YOUR GOAL >>
Please rewrite the records starting at the first line and ending at the line that contains "M10 74L2 74L1 75L5 87L12 87L14 86Z", replacing "digital screen" with "display monitor" and leaving everything else unchanged.

>>>>

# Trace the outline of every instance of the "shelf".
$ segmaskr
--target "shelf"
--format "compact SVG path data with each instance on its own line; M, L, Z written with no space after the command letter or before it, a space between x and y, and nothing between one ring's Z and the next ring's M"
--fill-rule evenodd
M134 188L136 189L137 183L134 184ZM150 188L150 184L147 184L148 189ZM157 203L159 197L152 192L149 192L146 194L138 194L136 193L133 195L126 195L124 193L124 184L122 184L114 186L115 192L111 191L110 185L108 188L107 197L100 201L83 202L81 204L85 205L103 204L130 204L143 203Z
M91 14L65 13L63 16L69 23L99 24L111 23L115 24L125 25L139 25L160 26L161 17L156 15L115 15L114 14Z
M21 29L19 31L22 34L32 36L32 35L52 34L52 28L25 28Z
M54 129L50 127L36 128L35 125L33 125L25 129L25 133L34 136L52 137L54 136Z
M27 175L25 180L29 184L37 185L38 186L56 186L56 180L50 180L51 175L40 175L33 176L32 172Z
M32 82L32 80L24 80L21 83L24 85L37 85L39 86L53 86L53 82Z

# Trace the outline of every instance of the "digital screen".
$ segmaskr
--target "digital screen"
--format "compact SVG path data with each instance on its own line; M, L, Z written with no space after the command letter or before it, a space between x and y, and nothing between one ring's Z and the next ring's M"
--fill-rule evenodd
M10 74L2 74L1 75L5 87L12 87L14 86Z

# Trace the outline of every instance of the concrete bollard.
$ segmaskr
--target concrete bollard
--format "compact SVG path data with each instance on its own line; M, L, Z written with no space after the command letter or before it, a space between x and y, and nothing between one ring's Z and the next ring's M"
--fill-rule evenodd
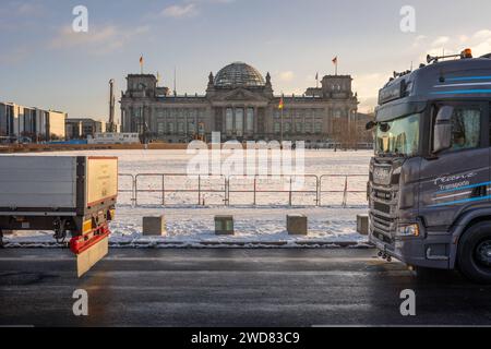
M165 237L167 234L166 218L143 217L143 236L144 237Z
M357 231L362 236L369 234L369 215L357 216Z
M290 236L308 236L308 219L304 215L288 215L287 230Z
M232 236L233 233L233 216L215 216L215 234Z

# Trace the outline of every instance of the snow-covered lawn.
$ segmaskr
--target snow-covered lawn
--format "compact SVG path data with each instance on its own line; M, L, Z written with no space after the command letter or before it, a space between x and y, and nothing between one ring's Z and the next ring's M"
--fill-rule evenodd
M97 155L118 156L120 173L185 173L191 155L183 151L104 151L79 153L49 153L36 155ZM307 151L306 173L315 174L363 174L368 172L368 165L372 152L338 152ZM148 183L142 183L142 188L155 185L160 188L159 179L145 179ZM177 181L172 179L171 181ZM176 182L177 183L177 182ZM176 184L175 183L175 184ZM354 179L349 183L351 190L363 191L367 178ZM307 183L310 185L313 183ZM121 180L121 186L128 188L129 182ZM177 185L177 184L176 184ZM243 184L246 185L246 184ZM343 191L344 179L324 178L323 188L326 191ZM271 184L265 183L265 186ZM309 189L310 190L310 189ZM249 195L249 196L248 196ZM287 194L263 194L258 198L262 206L253 207L250 204L250 194L231 194L232 206L220 205L223 197L219 194L208 195L205 207L194 207L197 203L197 194L169 193L166 202L169 207L158 206L161 203L160 193L140 193L143 207L132 207L129 194L122 194L118 206L117 219L111 222L111 244L118 245L200 245L209 242L224 243L277 243L287 242L295 245L296 242L364 242L366 237L356 232L356 215L367 212L366 195L350 194L348 208L339 204L343 193L324 193L322 203L326 207L315 207L315 195L296 194L294 207L287 207ZM215 201L215 202L214 202ZM262 202L261 202L262 201ZM268 204L273 205L268 205ZM173 206L172 206L173 205ZM237 206L233 206L237 205ZM334 205L327 207L327 205ZM309 237L288 237L286 232L286 216L288 214L304 214L309 217ZM165 238L143 238L143 216L165 215L168 236ZM233 215L235 237L214 236L214 216ZM52 242L51 233L47 232L21 232L7 237L11 245L17 243L46 244Z

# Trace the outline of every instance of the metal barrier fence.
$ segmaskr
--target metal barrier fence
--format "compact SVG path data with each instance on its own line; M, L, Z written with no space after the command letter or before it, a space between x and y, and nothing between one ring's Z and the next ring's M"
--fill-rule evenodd
M294 206L297 197L302 201L298 205L302 206L328 206L323 200L324 195L342 195L343 207L348 205L349 194L367 193L366 185L368 176L366 174L291 174L291 176L188 176L184 173L121 173L120 194L131 194L133 206L142 205L142 195L149 194L152 205L172 206L168 201L169 194L193 194L192 205L204 206L209 204L208 198L218 200L220 205L230 206L236 204L236 195L241 194L240 205L244 203L244 195L250 195L250 205L261 206L261 197L268 202L268 205L277 205L278 196L287 196L287 205ZM121 181L122 179L122 181ZM121 182L130 185L121 185ZM335 183L333 183L335 182ZM336 188L338 184L339 188ZM307 186L307 189L306 189ZM352 188L356 189L352 189ZM155 194L155 195L153 195ZM195 194L195 196L194 196ZM275 194L273 201L271 196L264 194ZM157 203L158 198L158 203ZM182 203L176 204L181 205Z
M325 179L342 179L344 180L344 186L342 190L335 190L335 189L327 189L324 190L324 180ZM350 180L357 179L358 181L362 181L363 183L363 190L352 190L350 189L352 184ZM363 180L364 179L364 180ZM322 206L322 194L335 194L335 193L343 193L343 202L342 206L346 207L348 205L348 195L351 194L367 194L367 182L368 182L368 176L367 174L323 174L320 177L320 185L319 185L319 206Z

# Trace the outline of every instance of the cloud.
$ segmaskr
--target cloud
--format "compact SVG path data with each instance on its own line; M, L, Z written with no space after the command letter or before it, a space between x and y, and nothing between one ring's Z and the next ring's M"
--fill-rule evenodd
M435 40L433 40L431 46L441 47L441 46L447 44L450 40L451 40L451 38L448 36L440 36Z
M160 16L170 19L193 17L200 13L200 8L205 4L228 4L236 0L184 0L181 4L171 4L160 12Z
M280 72L278 74L278 80L284 83L291 82L295 79L295 73L292 71Z
M22 62L31 55L29 48L25 46L19 46L13 49L2 50L0 52L1 64L16 64Z
M71 27L63 27L51 39L49 47L53 49L84 47L100 55L119 49L148 31L148 26L123 29L119 26L106 25L89 27L88 33L75 33Z
M161 15L172 19L190 17L197 14L197 9L194 3L183 5L172 4L164 9Z
M458 55L463 49L472 49L474 57L480 57L491 52L491 31L482 29L471 35L456 35L454 37L440 36L431 39L430 45L426 45L420 50L419 59L426 61L426 56L440 56L443 51L445 55Z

<<<<

FINISHED ANSWER >>
# Trace the outline of every instance of the "shelf".
$ segmaskr
--target "shelf"
--format "compact SVG path data with each instance on its own line; M, L, Z written with no space after the command letter or before it, a space between x and y, and nothing between one ring's Z and the next ring's M"
--fill-rule evenodd
M134 188L136 189L137 183L134 184ZM150 188L150 184L147 184L148 189ZM157 203L159 197L152 192L149 192L146 194L138 194L136 193L133 195L126 195L124 193L124 184L122 184L114 186L115 192L111 191L110 185L108 188L107 197L100 201L83 202L81 204L85 205L103 204L130 204L143 203Z
M91 14L65 13L63 16L69 23L99 24L111 23L115 24L125 25L139 25L160 26L161 17L156 15L115 15L114 14Z
M21 29L19 31L22 34L32 36L32 35L52 34L52 28L25 28Z
M54 129L50 127L36 128L35 125L33 125L25 129L25 133L34 136L52 137L54 136Z
M27 175L25 180L29 184L37 185L38 186L56 186L56 180L50 180L51 175L40 175L33 176L32 172Z
M32 82L32 80L24 80L21 83L24 85L37 85L39 86L53 86L53 82Z

# Trace the outline of every instance of the "display monitor".
$ segmaskr
--target "display monitor"
--format "compact SVG path data with each instance on its own line; M, L, Z written with no space after the command letter or before it, a space between x and y, and nothing between one ring's Z and the next ring's M"
--fill-rule evenodd
M10 74L2 74L1 75L5 87L12 87L14 86Z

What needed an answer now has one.